▶ [Extract to read]:
┄┄┄┄┄┄┄┄┄┄┄┄┄┄┄┄┄┄┄┄

If like Stef you’re using a local branch per JIRA issue, you might want the following features:
- Make all commits in that branch include the JIRA issue name and description.
- The ability to start a branch for a JIRA issue which would mark the issue as In Progress.
- The ability to merge a branch for a JIRA issue which would mark the issue as Fixed.
This can all be automated and we describe how to set this up.
You need to Administer JIRA and allow it to Accept remote API calls.
Then you will probably want to create a special user with very limited permissions, let’s say “cli-api” (or “cli-api-stef” if you want one API user per user), in a new group called “api-users”.
Next, edit the “Permission Scheme” of the project you want to allow access to, and grant the following permissions to the “api-users”
group:
Permission Name | What for |
---|---|
Browse Projects | Required for everything |
Assign Issues | Required for starting and merging branches |
Resolve Issue | Required for starting and merging branches |
On the JIRA side you’re all set.
Download it (the “Download Binary” link at the bottom), and save it somewhere appropriate on your system.
You now need to tell our tools how to connect to JIRA:
# Run this INSIDE your project (or make it --global if you prefer)
$ git config jira.cli ~/bin/jira-cli-2.4.0/jira.sh
$ git config jira.user cli-api
$ git config jira.password secret
$ git config jira.server https://jira.lunatech.com/jira
Download the custom hook and install it in your project at .git/hooks/prepare-commit-msg
.

┄┄┄┄┄┄┄┄┄┄┄┄┄┄┄┄┄┄┄┄

▶ [Given exercise a]:
Repeat the passage of the JIRA setup guide starting with "- The ability to start" and going on through "you’re all set.".
The JIRA setup guide and the rows below it come from unrelated sources.

┄┄┄┄┄┄┄┄┄┄┄┄┄┄┄┄┄┄┄┄

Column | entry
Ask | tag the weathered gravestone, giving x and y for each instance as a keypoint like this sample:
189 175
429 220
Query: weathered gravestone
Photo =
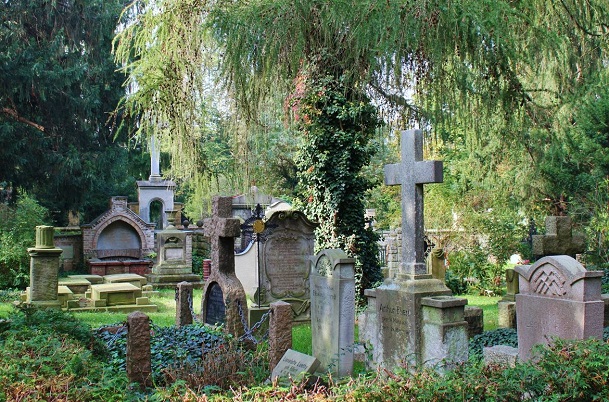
174 263
558 298
507 305
559 239
284 263
394 318
294 364
333 311
44 270
223 296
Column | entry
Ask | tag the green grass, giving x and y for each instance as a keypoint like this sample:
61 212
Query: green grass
489 308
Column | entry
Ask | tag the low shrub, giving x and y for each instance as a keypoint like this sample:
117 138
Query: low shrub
499 336
170 347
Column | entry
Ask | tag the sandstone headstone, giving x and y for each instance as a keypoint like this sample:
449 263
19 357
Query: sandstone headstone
398 319
280 331
333 311
558 298
444 333
293 364
559 238
184 304
174 264
284 261
222 282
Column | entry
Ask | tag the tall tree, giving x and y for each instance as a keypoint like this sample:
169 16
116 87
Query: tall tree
58 85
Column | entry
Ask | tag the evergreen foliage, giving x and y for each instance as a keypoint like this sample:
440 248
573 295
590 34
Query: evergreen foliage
17 234
57 86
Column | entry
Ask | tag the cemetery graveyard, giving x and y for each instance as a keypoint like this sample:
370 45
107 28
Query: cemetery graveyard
304 200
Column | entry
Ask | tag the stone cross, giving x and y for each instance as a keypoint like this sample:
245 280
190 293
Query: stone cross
411 174
222 228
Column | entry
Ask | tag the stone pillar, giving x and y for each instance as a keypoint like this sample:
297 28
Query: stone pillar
333 311
139 366
44 269
444 332
184 304
280 331
507 305
206 269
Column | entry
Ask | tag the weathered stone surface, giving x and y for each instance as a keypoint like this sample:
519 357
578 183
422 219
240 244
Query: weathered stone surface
333 311
399 320
500 354
558 298
139 366
507 314
284 263
293 364
280 331
184 304
222 230
44 270
444 332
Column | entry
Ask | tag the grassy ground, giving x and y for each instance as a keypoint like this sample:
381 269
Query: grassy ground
489 308
301 334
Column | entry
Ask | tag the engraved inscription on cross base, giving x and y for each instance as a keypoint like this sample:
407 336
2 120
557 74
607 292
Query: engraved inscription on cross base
411 174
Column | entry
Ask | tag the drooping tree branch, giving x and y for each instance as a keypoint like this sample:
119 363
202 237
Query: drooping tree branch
13 114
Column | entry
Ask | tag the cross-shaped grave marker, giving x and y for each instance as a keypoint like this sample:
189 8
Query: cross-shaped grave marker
222 229
411 174
223 295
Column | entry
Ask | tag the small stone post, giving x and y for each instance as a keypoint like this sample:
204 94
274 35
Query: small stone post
507 305
139 366
184 304
280 331
44 269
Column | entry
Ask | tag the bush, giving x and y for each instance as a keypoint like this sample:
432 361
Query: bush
169 346
17 233
47 354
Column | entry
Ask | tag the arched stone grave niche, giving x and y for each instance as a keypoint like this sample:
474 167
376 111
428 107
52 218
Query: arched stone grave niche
222 229
333 311
118 241
286 261
558 298
215 310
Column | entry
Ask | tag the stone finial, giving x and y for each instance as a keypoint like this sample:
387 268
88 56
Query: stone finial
44 237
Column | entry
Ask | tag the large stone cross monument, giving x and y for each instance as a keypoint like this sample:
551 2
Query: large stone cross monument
393 323
411 174
223 296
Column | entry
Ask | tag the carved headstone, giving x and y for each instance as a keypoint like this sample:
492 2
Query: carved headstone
394 328
333 311
284 262
222 287
558 298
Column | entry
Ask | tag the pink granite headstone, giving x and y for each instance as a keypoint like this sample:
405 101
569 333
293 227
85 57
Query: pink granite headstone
558 298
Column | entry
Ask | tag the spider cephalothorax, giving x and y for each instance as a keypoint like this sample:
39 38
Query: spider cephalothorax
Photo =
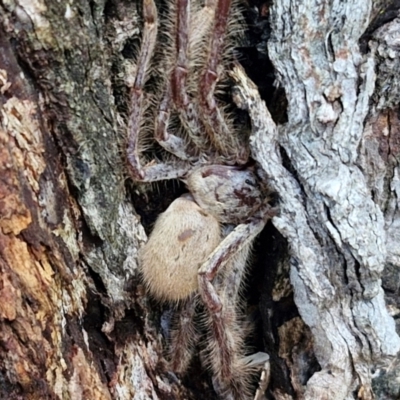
189 250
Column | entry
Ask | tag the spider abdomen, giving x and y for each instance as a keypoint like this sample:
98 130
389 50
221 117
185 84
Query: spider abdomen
182 238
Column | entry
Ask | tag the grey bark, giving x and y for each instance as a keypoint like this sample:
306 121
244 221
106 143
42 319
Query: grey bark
75 322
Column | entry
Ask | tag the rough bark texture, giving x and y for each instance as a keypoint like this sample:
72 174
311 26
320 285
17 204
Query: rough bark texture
74 320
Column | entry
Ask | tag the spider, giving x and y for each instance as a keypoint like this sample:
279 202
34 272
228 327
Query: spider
198 248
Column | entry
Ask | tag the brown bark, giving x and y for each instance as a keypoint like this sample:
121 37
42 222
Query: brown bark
74 320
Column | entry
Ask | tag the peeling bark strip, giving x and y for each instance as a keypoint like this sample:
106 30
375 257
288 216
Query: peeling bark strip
335 230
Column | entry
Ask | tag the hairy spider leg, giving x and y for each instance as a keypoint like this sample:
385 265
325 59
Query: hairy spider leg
211 113
151 172
185 47
225 350
184 336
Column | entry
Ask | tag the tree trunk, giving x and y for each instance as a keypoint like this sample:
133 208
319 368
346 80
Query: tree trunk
75 322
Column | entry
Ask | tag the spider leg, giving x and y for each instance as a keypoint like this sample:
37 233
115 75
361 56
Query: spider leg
172 143
230 370
188 111
151 172
212 115
183 337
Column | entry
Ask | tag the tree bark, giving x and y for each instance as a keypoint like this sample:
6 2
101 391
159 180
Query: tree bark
75 322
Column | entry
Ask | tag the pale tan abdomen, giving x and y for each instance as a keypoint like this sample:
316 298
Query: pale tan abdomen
182 238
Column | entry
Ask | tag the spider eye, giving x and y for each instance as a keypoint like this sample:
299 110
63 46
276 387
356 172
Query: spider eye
250 182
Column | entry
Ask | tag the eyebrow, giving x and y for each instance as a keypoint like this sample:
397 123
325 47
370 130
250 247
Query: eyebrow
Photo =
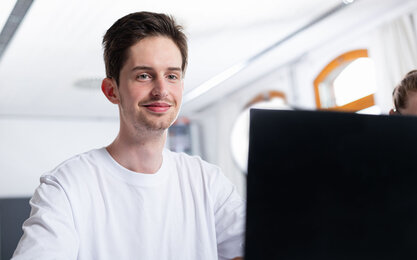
150 68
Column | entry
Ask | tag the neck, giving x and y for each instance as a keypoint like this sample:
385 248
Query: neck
139 154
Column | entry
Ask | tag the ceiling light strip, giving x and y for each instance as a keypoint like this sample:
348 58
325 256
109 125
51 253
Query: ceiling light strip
216 80
10 27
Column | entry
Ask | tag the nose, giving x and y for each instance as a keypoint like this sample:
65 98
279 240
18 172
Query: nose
160 89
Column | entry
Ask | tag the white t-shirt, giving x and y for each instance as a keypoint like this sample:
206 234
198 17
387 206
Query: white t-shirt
90 207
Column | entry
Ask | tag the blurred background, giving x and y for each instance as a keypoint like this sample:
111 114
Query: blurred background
299 54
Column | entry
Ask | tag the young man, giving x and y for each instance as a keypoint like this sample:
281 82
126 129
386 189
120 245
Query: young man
134 199
405 96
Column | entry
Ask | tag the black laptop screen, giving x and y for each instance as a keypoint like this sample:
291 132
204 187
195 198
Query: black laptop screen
330 185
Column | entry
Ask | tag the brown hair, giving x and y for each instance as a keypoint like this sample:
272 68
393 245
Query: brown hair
400 93
134 27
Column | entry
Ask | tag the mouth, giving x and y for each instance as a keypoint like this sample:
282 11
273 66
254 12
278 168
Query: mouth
158 107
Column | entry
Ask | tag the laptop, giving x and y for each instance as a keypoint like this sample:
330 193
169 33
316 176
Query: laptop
331 185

┄┄┄┄┄┄┄┄┄┄┄┄┄┄┄┄┄┄┄┄

▶ [Given exercise b]:
Gather every line of the rows that contains the word "nose".

▶ [Right answer a]:
- The ability to start a branch for a JIRA issue which would mark the issue as In Progress.
- The ability to merge a branch for a JIRA issue which would mark the issue as Fixed.
This can all be automated and we describe how to set this up.
You need to Administer JIRA and allow it to Accept remote API calls.
Then you will probably want to create a special user with very limited permissions, let’s say “cli-api” (or “cli-api-stef” if you want one API user per user), in a new group called “api-users”.
Next, edit the “Permission Scheme” of the project you want to allow access to, and grant the following permissions to the “api-users”
group:
Permission Name | What for |
---|---|
Browse Projects | Required for everything |
Assign Issues | Required for starting and merging branches |
Resolve Issue | Required for starting and merging branches |
On the JIRA side you’re all set.

▶ [Right answer b]:
Ask | tag the nose, giving x and y for each instance as a keypoint like this sample:
Query: nose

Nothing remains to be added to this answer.